Aim of the task:
Start at the line that has "blue sky in the photo above." and go through the end of the entries. Copy those lines again with "statue" replaced by "sculpture" and nothing else changed.

Extracted data:

start

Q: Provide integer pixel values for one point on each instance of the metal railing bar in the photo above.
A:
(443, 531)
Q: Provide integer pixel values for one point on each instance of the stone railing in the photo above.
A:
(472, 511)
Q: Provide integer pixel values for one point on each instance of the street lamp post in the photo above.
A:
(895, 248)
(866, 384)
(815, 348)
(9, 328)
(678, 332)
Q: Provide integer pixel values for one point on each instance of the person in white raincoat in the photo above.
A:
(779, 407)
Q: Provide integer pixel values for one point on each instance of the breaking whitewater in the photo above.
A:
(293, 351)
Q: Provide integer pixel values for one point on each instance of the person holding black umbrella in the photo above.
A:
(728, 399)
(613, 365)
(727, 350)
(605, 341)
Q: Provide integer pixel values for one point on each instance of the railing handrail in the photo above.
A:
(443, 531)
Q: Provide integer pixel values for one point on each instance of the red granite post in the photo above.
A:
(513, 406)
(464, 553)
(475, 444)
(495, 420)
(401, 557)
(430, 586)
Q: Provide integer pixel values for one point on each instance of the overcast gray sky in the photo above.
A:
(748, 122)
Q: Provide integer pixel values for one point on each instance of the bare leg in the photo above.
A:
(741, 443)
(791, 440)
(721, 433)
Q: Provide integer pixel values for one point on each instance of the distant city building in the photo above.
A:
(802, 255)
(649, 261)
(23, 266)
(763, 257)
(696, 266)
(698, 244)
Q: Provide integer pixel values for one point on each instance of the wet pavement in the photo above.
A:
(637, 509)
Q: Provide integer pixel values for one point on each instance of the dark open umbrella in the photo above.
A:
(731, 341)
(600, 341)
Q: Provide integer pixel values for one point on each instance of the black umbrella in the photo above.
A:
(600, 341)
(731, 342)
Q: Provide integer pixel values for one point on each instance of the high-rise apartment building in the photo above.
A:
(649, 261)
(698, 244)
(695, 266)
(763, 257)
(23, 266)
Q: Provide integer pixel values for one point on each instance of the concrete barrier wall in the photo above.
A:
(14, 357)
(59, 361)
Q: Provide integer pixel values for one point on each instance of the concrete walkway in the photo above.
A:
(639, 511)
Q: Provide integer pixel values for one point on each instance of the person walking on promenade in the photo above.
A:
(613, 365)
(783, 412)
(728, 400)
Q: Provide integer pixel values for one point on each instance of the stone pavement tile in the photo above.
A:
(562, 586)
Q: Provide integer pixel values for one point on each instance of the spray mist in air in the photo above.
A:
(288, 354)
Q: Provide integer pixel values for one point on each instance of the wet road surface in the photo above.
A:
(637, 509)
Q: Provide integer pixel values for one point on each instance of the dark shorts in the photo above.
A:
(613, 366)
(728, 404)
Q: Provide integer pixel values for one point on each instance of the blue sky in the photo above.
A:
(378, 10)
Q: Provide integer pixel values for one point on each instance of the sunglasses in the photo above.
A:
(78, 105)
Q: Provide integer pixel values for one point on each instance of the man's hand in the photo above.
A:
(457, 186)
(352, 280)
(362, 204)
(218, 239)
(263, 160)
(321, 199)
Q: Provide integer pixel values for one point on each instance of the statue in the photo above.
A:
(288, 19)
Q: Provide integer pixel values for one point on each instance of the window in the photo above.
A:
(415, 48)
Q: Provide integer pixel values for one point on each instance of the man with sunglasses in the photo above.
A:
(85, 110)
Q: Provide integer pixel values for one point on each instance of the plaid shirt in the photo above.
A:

end

Output:
Q: Provide integer pixel values for one point on each instance of the blue sky in the photo above.
A:
(378, 10)
Q: Provide integer pixel values for one point on each instance of the sunglasses in the photo above.
A:
(78, 105)
Q: Provide integer pixel values for one point on each instance of the man's hand in the photo above.
A:
(457, 186)
(352, 280)
(362, 204)
(218, 239)
(263, 160)
(321, 199)
Q: Provide integer pixel values for one point on each instance of the sculpture in the photo above.
A:
(288, 19)
Q: Provide integer pixel values for one point on each instance of the window in the photo above.
A:
(415, 48)
Q: Provide integer pixel values for one point on each instance of the man with sunglasses in the photo above.
A:
(85, 110)
Q: Provide integer pixel values for one point on each instance of the plaid shirt in the photo above.
A:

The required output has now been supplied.